Can you rewrite all the items below so that every "keypoint" becomes "marker", with nothing else changed?
==================================================
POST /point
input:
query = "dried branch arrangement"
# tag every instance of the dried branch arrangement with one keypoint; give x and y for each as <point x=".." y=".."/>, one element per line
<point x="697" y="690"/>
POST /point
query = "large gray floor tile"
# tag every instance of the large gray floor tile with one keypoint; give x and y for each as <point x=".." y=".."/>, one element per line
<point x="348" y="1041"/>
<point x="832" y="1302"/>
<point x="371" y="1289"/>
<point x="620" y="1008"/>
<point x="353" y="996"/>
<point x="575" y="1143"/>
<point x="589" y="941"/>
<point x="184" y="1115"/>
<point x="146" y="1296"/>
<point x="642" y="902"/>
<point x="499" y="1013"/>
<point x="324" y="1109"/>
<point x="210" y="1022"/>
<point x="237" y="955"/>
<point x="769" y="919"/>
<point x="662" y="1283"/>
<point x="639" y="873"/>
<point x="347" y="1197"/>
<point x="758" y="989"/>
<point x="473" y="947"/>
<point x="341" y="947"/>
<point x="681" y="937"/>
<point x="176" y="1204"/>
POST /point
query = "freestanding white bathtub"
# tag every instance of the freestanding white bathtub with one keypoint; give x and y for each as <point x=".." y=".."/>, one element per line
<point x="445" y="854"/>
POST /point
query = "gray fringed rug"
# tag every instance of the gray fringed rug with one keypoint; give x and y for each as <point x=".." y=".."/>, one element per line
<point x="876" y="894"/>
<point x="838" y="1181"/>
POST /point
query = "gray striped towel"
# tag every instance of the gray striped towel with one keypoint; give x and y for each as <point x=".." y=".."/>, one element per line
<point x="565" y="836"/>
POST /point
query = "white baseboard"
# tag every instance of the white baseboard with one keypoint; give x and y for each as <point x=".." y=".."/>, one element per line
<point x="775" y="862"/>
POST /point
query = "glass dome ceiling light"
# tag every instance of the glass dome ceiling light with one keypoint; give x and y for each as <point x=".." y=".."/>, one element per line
==================================================
— Output —
POST /point
input:
query = "dried branch arrangement"
# tag every instance of the dried branch arrangement with one marker; give x and y for each as <point x=".." y=".."/>, one element per line
<point x="697" y="690"/>
POST /point
query = "large gray floor tile"
# tag every instance of the large gray floor tile with one marker; give x and y for each as <point x=".." y=".."/>, one element per line
<point x="348" y="1041"/>
<point x="832" y="1302"/>
<point x="371" y="1289"/>
<point x="620" y="1008"/>
<point x="353" y="996"/>
<point x="575" y="1143"/>
<point x="589" y="941"/>
<point x="184" y="1115"/>
<point x="146" y="1296"/>
<point x="642" y="902"/>
<point x="499" y="1013"/>
<point x="324" y="1109"/>
<point x="210" y="1022"/>
<point x="237" y="955"/>
<point x="769" y="919"/>
<point x="662" y="1283"/>
<point x="639" y="873"/>
<point x="347" y="1197"/>
<point x="758" y="989"/>
<point x="473" y="947"/>
<point x="341" y="947"/>
<point x="681" y="937"/>
<point x="176" y="1204"/>
POST /point
query = "freestanding white bathtub"
# tag every instance of the freestanding white bathtub with one marker; give x and y for each as <point x=".." y=".."/>, one element per line
<point x="445" y="854"/>
POST /point
query = "gray fringed rug"
# tag every instance of the gray fringed rug with one marker; give x and y for each as <point x=".." y=".."/>, one element per line
<point x="876" y="894"/>
<point x="838" y="1181"/>
POST /point
query = "gray striped towel"
# tag every instance of the gray striped towel with one marker; give x and y for each as <point x=".." y=".."/>, one element per line
<point x="565" y="836"/>
POST /point
query = "white baseboard"
# tag every instance of the white baseboard with one marker; give x and y for each as <point x=".." y=".."/>, one element per line
<point x="775" y="862"/>
POST /point
query = "glass dome ceiling light"
# tag every instance of the glass dome ceiling light with one marker; give x and y for each as <point x=".." y=".."/>, one element per line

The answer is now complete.